WORK TO BE COMPLETED =
Render the items from their start through the line containing "<point>323,254</point>" as a two-column CSV with the columns item and answer, one row per item, putting each field in quotation marks and turning its line breaks into spaces. Leave the pictures out.

(Entries from a point annotation set)
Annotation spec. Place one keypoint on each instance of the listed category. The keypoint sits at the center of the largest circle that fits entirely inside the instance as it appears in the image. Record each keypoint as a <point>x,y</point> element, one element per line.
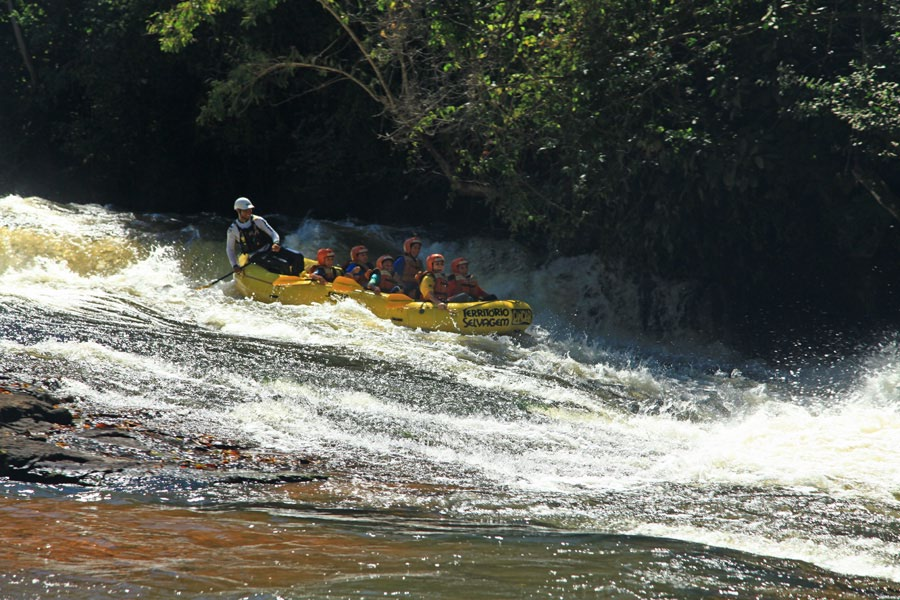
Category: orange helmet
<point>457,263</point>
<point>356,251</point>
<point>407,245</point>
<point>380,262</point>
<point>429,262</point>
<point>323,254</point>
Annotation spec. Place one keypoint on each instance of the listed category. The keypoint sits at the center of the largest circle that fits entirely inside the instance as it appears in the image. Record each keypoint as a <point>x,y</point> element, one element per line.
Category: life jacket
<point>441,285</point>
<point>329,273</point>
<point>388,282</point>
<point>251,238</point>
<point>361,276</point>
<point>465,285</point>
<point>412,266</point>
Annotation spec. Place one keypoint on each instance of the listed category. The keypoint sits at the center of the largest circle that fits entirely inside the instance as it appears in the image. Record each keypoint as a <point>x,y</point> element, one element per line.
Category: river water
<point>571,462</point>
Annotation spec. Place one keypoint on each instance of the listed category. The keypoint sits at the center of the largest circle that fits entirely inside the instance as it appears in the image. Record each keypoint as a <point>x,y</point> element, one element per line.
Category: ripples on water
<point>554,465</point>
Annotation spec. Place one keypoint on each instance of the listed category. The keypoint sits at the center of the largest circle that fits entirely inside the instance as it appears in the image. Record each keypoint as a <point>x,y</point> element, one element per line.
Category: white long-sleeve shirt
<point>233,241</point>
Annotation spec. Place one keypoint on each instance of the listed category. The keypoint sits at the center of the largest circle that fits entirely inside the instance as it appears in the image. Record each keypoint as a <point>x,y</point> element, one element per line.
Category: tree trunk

WRITTEN ANSWER =
item,answer
"Annotation spec. Place one keypoint on each instance of the listed category. The keypoint sits at the center of the largest circle that fits entirely inside the instance as it appears in the image. Record each keypoint as a <point>x,y</point> element, one element per line. Category: orange helmet","<point>457,263</point> <point>356,251</point> <point>407,245</point> <point>380,262</point> <point>429,262</point> <point>323,254</point>"